*Brano di partenza*:
########

Una madre, quattro figli. Questi sono i numeri essenziali della Foce. Lei è Benedetta, loro si chiamano Antonio, Katia, Giovanna, Simonetta. Una storia nata come sogno culturale, e anche politico: dare lavoro, educazione, futuro ai contadini della Val d’Orcia.
Lei, Benedetta, è la figlia del marchese Antonio Origo e di Iris, la coraggiosa scrittrice che ha raccontato tanto della Terra di Siena nei suoi appassionati libri, di come si prodigò per assistere i bambini profughi e offrire rifugio agli alleatiprigionieri, in fuga dalla Seconda guerra mondiale.
Loro sono figli della musica, e di papà Alberto Lysy. Prima di divenire un violinista di fama mondiale, Lysy era un ragazzo di Buenos Aires senz’arte né parte, che osò bussare alla porta di sua maestà Yehudi Menuhin. Il grande maestro non aveva tempo per dargli lezioni, ma dopo un po' si lasciò convincere dalla dolce insistenza del fanciullo. Sino a farne un figlio putativo, cui affidò un Guarneri del 1742. Nel frattempo, a casa Menuhin, i libri di Iris venivano letti con avidità, e una lettera partì di lì alla volta della Foce. Una lettera di ringraziamento per i bei viaggi letterari toscani, con allegata la richiesta di un consiglio: i Menuhin intendevano assoldare Tatina, la balia che aveva cresciuto i ragazzi di casa Origo, magnificata proprio nei racconti di Iris. La raccomandazione si tramutò in un invito a la Foce, da cui nacque prima un’amicizia, poi un amore: tra Benedetta, che studiava pianoforte nella prestigiosa classe fiorentina di Rio Nardi, e il giovane argentino.
Oggi Alberto non c'è più, ma sua moglie, i quattro figli, dieci nipoti e una pronipote, proseguono il sogno Origo. In un tempo spietatamente anacronistico per chi vive del puro bello, portare avanti l'utopia della Foce è una privata follia che desta la stupita ammirazione dei visitatori. «Mio padre me lo diceva sempre: se hai una proprietà o le dai il meglio di te, oppure è meglio che te ne disfi», ricorda Benedetta. Perciò tutto è d’incanto in questo luogo sorto su un insediamento etrusco, lungo la via Francigena, accogliendo rispettosamente la Villa originaria, costruita nel XV secolo come ostello per pellegrini e mercanti. Nel 1924 la tenuta fu acquistata da Antonio e Iris che impiantarono, nel cuore di creta e di pietra di una terra tormentata dalla povertà, un emblema di rinascita sotto le sembianze di giardino. Ammantato da fiori felici e irrorato di fontane, dove la tiepida ombra dei lecci accoglie artisti e musicisti, e molte varietà di rose, aiuole di bosso, siepi di alloro, cespugli di essenze mediterranee e filari di cipressi riempiono le geometrie capolavoro di Cecil Pinsent, esso rappresenta un esempio sublime di equilibrio tra paesaggio e architettura novecentesca, tra il gusto italiano e inglese, riflessi nelle armoniose vetrate della limonaia.

########

*Consegna 1*: Secondo il testo sulla Foce, in che anno Antonio e Iris acquistarono la tenuta?
*Consegna 2*: Riporta dal testo sulla Foce tutto quello che va da "Una madre, quattro" fino a "della Val d’Orcia.".
*Consegna 3*: Riassumi il testo sulla Foce in due frasi.
Quello che viene dopo è materiale a sé, distinto dal testo sulla Foce.

*Sezione dati*:
########

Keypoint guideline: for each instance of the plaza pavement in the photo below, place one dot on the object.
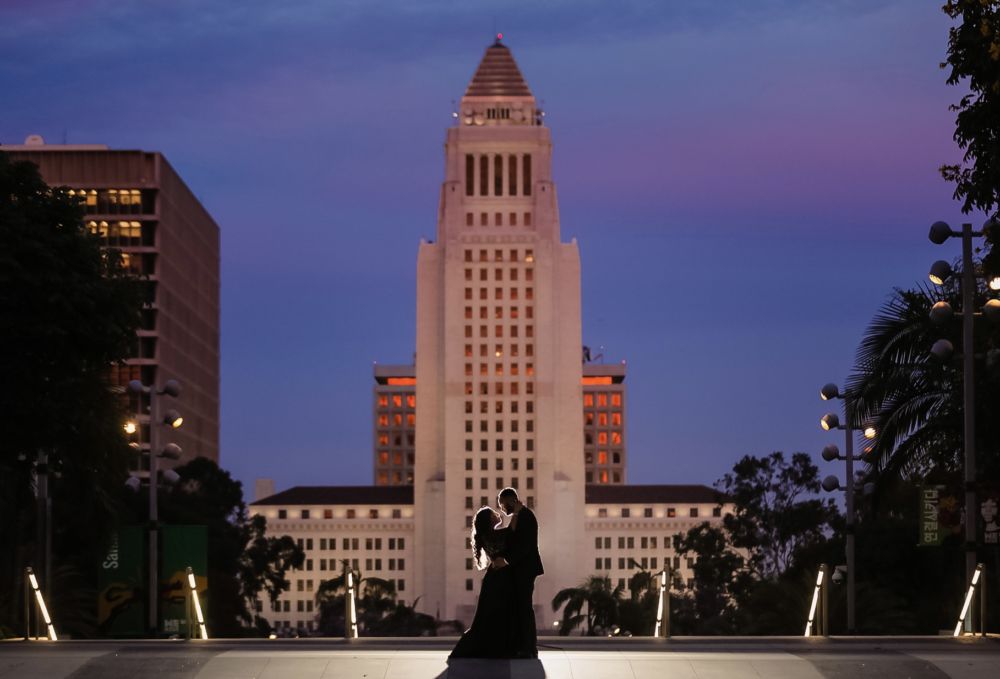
(559, 658)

########

*Soluzione 1*: Nel 1924.

*Soluzione 2*:
Una madre, quattro figli. Questi sono i numeri essenziali della Foce. Lei è Benedetta, loro si chiamano Antonio, Katia, Giovanna, Simonetta. Una storia nata come sogno culturale, e anche politico: dare lavoro, educazione, futuro ai contadini della Val d’Orcia.

*Soluzione 3*: La Foce, acquistata nel 1924 da Antonio e Iris Origo, nacque come sogno di dare lavoro, educazione e futuro ai contadini della Val d'Orcia e ospita un giardino con le geometrie di Cecil Pinsent. Oggi Benedetta, figlia degli Origo e moglie del violinista Alberto Lysy, ormai scomparso, porta avanti quel sogno con i quattro figli, dieci nipoti e una pronipote.